__Stated task__.
Rewrite the lines as a two-column CSV with the headers "request" and "answer", one row per line. Put each field in quotes with line breaks replaced by spaces, and leave out the pictures.

Image location labeling lines
════
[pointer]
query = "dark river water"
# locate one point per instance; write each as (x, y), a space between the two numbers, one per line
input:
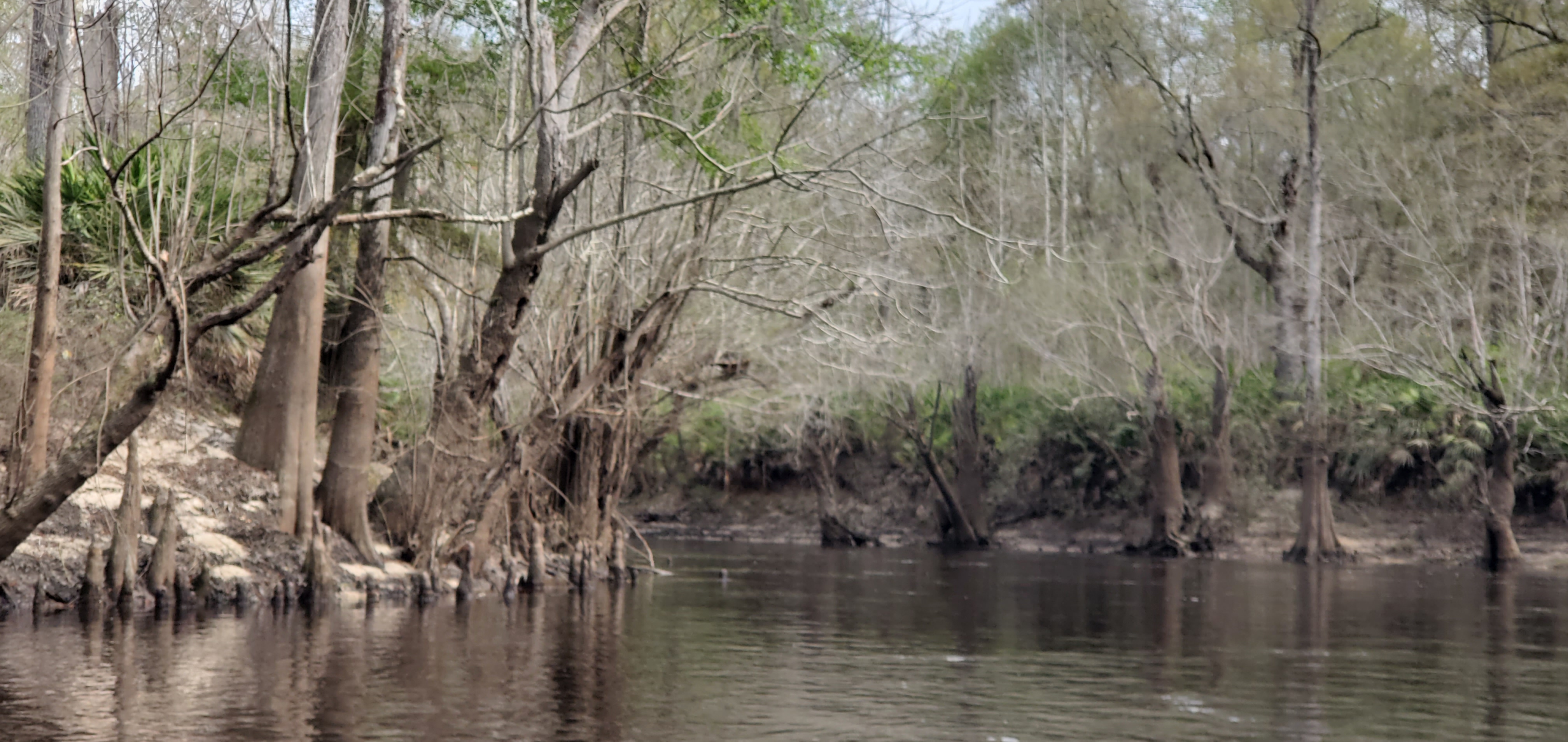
(811, 645)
════
__Response__.
request,answer
"[pointer] query = ""dark river water"" # locate one point per instance; write each as (x, y), a space between the two numbers, one per line input:","(811, 645)"